- DATASET:
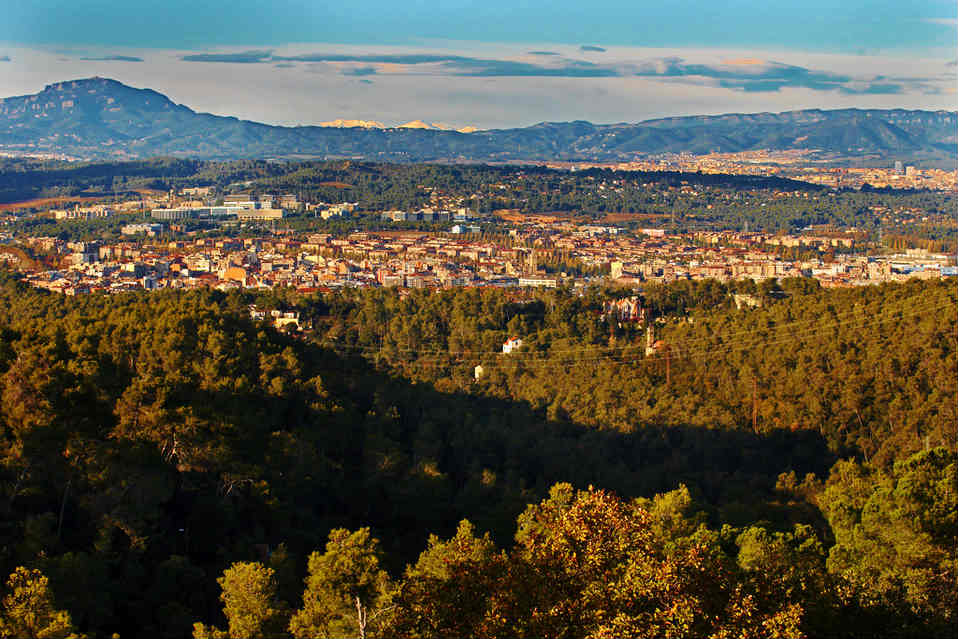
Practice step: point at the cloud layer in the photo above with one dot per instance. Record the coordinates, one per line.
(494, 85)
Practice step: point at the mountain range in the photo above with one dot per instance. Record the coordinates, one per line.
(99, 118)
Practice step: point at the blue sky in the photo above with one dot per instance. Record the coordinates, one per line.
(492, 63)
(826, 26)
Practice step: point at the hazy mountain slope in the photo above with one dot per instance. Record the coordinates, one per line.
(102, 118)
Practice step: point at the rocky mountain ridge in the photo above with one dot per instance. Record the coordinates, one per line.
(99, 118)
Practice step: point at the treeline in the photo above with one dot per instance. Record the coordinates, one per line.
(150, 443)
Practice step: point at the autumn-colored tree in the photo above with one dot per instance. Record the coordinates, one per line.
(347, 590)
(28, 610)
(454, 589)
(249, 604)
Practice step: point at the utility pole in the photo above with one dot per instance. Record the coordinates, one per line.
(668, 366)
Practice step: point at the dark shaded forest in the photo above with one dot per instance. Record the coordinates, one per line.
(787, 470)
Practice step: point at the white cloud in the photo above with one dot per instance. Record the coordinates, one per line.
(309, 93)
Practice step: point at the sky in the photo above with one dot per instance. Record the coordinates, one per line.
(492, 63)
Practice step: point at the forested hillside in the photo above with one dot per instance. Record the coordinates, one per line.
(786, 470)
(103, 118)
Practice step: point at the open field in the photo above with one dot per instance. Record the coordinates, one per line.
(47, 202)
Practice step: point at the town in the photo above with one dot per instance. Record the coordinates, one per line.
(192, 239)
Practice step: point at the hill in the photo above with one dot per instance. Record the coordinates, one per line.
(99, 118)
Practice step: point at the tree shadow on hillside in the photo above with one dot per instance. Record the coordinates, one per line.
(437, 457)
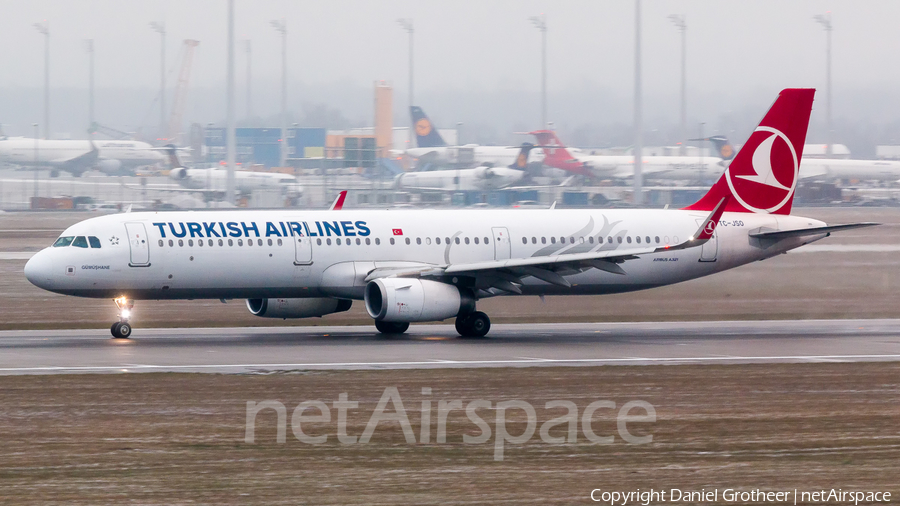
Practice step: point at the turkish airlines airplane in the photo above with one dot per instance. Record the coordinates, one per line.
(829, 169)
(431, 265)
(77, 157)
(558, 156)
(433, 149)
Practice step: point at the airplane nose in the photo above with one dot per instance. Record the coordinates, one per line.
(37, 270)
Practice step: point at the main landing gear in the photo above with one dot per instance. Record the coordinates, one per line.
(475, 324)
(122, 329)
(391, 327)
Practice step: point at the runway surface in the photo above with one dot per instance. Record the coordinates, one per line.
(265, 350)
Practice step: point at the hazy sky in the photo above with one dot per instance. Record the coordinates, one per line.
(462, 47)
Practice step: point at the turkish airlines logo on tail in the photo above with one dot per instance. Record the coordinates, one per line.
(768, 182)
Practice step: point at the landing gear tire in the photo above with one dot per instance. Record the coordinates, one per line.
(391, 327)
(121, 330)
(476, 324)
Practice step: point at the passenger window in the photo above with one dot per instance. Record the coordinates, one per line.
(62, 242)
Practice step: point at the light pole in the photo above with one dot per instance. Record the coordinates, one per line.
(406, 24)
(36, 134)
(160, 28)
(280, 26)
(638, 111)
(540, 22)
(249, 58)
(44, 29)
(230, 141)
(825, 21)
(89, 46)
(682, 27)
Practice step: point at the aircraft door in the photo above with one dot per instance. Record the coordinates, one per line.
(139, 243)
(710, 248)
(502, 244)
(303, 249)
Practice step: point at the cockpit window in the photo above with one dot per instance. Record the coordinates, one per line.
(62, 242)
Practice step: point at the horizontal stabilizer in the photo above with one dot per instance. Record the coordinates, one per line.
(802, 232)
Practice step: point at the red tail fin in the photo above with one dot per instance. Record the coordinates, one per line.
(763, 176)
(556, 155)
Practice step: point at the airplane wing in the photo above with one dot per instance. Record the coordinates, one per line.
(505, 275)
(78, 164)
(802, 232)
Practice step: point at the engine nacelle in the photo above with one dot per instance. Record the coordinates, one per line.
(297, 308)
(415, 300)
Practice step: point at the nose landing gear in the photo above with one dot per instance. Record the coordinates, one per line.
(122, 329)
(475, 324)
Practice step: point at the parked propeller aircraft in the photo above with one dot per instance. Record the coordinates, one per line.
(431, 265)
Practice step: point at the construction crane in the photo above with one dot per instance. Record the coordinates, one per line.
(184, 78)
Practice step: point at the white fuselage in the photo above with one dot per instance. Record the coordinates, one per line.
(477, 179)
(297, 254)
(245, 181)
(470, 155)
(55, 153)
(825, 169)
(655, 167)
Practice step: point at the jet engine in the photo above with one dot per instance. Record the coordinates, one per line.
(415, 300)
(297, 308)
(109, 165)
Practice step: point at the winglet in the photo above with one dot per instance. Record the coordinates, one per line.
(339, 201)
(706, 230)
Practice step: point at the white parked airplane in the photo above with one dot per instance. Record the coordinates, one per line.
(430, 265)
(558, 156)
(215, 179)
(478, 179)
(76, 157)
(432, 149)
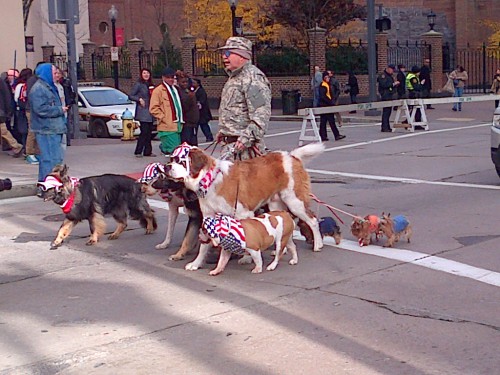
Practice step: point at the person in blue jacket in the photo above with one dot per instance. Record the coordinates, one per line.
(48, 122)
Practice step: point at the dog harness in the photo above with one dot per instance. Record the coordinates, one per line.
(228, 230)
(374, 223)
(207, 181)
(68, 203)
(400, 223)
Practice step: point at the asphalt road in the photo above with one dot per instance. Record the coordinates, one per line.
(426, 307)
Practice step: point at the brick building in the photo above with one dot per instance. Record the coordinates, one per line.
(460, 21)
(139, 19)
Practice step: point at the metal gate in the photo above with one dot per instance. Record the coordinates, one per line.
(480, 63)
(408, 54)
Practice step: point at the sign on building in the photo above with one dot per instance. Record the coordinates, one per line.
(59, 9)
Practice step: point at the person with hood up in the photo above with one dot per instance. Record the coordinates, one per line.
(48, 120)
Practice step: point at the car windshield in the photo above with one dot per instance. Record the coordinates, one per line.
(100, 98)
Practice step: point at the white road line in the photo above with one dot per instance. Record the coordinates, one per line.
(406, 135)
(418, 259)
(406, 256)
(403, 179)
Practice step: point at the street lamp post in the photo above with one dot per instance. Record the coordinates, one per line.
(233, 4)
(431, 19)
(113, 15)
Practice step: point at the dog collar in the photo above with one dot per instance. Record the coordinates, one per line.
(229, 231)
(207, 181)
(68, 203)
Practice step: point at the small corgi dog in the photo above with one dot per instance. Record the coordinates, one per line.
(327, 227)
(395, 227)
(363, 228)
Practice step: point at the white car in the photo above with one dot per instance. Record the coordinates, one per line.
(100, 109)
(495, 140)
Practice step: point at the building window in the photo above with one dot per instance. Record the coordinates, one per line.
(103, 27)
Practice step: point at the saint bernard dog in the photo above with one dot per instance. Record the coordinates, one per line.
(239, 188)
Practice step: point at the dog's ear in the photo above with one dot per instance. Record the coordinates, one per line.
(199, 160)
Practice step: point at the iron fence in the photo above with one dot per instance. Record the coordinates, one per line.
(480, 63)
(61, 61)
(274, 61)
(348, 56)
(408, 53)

- WHAT TO WORK ON:
Would you copy out the material above exactly, without the pictures in it?

- SOLUTION TO THE PROBLEM:
Practice step: point at the cloud layer in the photo above with one dot per instance. Record the coordinates, one per line.
(494, 85)
Practice step: point at the mountain range in the photo above with one dot per instance. Record the coordinates, one per line.
(99, 118)
Practice step: point at the blue sky in the photo above with one dot per instance. Record the coordinates, one per line.
(492, 63)
(826, 26)
Practice step: point at the hazy mountain slope in the photo above with one dot per instance. Record the coordinates, one per line.
(102, 118)
Practice step: point at the rocky mountain ridge in the photo above with one dot per instance. Record the coordinates, one per line.
(99, 118)
Practice step: point at the treeline in the photo above with one dot per instance. Record the coordinates, one per line.
(150, 443)
Practice step: point at the autumn-colored tree in the photo above with one dot per instance. Record the coordinates, one per line.
(347, 590)
(28, 610)
(454, 589)
(249, 604)
Practice step: point at the utility pole in the photo above with one dot per instance. Record the coordinates, one per line.
(668, 366)
Practice step: point at the dark shaded forest in the photo above with one dot per instance. Record the coordinates, one per line.
(787, 470)
Practice step: point at the white cloud in the photo above with one dot per instance. Record the coordinates, one per line.
(309, 93)
Practice step: point at the sky in the photo above with one dot per instance. Record the coordinates, one per line.
(492, 63)
Practice step: point at the forested hillside in the photo above with one dot per instance. Record the coordinates, one per line.
(786, 470)
(103, 118)
Practice step: point at the open field in the photo above with one dot per instance. Record the coordinates, one per line.
(47, 202)
Practice step: point at the town in the photo above with one dot per instance. Record the coordinates, one per line.
(192, 239)
Practice step: point at the hill in the photo above with one dot per instance. Record the coordinates, one per line.
(99, 118)
Practice step: point at the tree shadow on hillside in the photo above with one dot per instance. Record the coordinates, one per line.
(437, 457)
Practice step: point at the turkish airlines airplane in the photo above with one dot per instance. Record the coordinates, one per line.
(829, 169)
(431, 265)
(77, 157)
(558, 156)
(433, 149)
Practice step: point at the airplane nose in the photo above with one dot per instance. Record the coordinates, one per line.
(37, 270)
Practice step: point at the main landing gear in the photo above with one dot per instance. Record the coordinates, one per line.
(475, 324)
(122, 329)
(391, 327)
Practice step: point at the runway surface in the photo above with one dot per instance. Record the coordinates, one per line.
(265, 350)
Practice step: point at the hazy sky in the photo above with one dot per instance. Record the coordinates, one per line.
(462, 47)
Practice step: point at the turkish airlines logo on tail in the photo above with one dot per instance. Record the coordinates, one per line.
(768, 182)
Practice step: point at the landing gear tire in the photo above with one dot per instance. Record the coordinates, one per line.
(391, 327)
(121, 330)
(476, 324)
Practice step: point at the passenger window in the photo above with one dot per instance. Record the coordinates, one per line.
(62, 242)
Practice step: point at the light pole in the photo above with one dot per instance. Record the coordinates, one per line.
(406, 24)
(36, 134)
(160, 28)
(280, 26)
(638, 111)
(540, 22)
(249, 58)
(44, 29)
(230, 141)
(825, 21)
(89, 46)
(682, 27)
Practice step: point at the aircraft door in the photo above with one dot per instance. Record the coordinates, one per line.
(139, 243)
(710, 248)
(502, 244)
(303, 249)
Practice step: point at the cockpit window in the photo above with one dot per instance. Record the coordinates, one per line.
(62, 242)
Practice step: point at the horizontal stabilizer in the photo above with one dot per instance. Record the coordinates, one per line.
(802, 232)
Practice step: point at the red tail fin in the photo above with one dot per instance. Record the coordinates, one per line.
(763, 176)
(556, 155)
Practice step: point at the airplane wing in the photo above with one dot per instance. Record the coordinates, one per line.
(505, 275)
(78, 164)
(802, 232)
Practice step: point at the engine nacelle in the photo above with one dot per instance. Record the coordinates, one per line.
(297, 308)
(415, 300)
Practice step: point at the nose landing gear in the photo above with one dot per instance. Record the coordinates, one per line.
(122, 329)
(475, 324)
Practice step: point at the parked propeller aircraft in the photo above with one dot per instance. Record the coordinates, one per line.
(431, 265)
Practice step: point at the construction crane in the photo above with one dot per instance. Record the coordinates, one per line.
(184, 78)
Practice step: point at the white fuselage in the photo above with one dot per instance. Record the coordinates, one per line.
(477, 179)
(297, 254)
(245, 181)
(470, 155)
(55, 153)
(825, 169)
(655, 167)
Practice step: point at the jet engine in the photo above with one dot per instance. Record the coordinates, one per line.
(415, 300)
(297, 308)
(109, 165)
Practice step: point at the winglet in the photo above with one dot per instance. Record the coordinates, one per line.
(339, 201)
(706, 230)
Practice step: point at the white parked airplane in the photo above with one dot per instance. Record the coordinates, one per line.
(430, 265)
(558, 156)
(215, 179)
(478, 179)
(76, 157)
(432, 149)
Practice step: point at the person in blue jacket in the photo above with one dot per instance. Record the coordinates, one per line.
(48, 122)
Practice step: point at the dog harness in the photo above with one dot per instance. Record the coordinates, one per line.
(228, 230)
(374, 223)
(207, 181)
(68, 203)
(400, 223)
Practice step: point at the asphalt road in the photo above with one dot per instance. Record the coordinates, one per line.
(426, 307)
Practice step: point at the brick building in the photo above with one dot per instance. Record the coordinates, one per line.
(460, 21)
(139, 19)
Practice step: point at the metal gate in the photo above with one dot per instance. Record the coordinates, one per line.
(480, 63)
(408, 54)
Practice step: point at the sign on building in the photo above with one dot per instance. Record the coordinates, one per line.
(59, 9)
Practice step: point at the person with hood up in the photo above with one dot per instance. Record the coordinates, one per line.
(48, 120)
Practice step: point at the car windshield in the photo above with one dot per instance. Record the coordinates, one per line.
(100, 98)
Practice step: point at the white road line in the photo above with one dot per instance. Record the coordinates, one per line.
(406, 135)
(418, 259)
(406, 256)
(403, 179)
Practice step: point at the street lamp post in the photo above with one dot per instance. Record the coordinates, one per line.
(233, 4)
(431, 19)
(113, 15)
Practice step: point at the dog collar in the photo above with one dot per instance. Record the coordinates, one per line.
(229, 231)
(207, 181)
(68, 203)
Practice step: point at the small corgi dog in the photo above with one dot per instance. Record the coordinates, one per line.
(327, 227)
(395, 227)
(363, 228)
Practice step: point at the white car in the photo above with one dot per instance. Record the coordinates, one per line.
(100, 109)
(495, 140)
Practice step: point at the building window in the photo above with one dot per instance. Record the coordinates, one per line.
(103, 27)
Practice step: point at the saint bernard dog in the photo above with one dot per instance. Record the coordinates, one per line.
(239, 188)
Practice step: point at the dog's ear in the photo above with one dot per instance. Record the coordinates, one per line.
(199, 160)
Practice step: point at the iron fence in the photo above with one dot per instance. Record the coordinates, one per line.
(480, 63)
(61, 61)
(274, 61)
(348, 56)
(408, 53)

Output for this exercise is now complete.